* **Task directions**: Type the records out again in full, exactly.

* **Extracted data**:
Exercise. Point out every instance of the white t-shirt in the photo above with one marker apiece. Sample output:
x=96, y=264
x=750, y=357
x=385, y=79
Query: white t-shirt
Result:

* **Result**:
Exercise. Point out every instance of the white t-shirt in the photo above with one marker apiece. Sample output:
x=96, y=264
x=750, y=357
x=385, y=79
Query: white t-shirt
Result:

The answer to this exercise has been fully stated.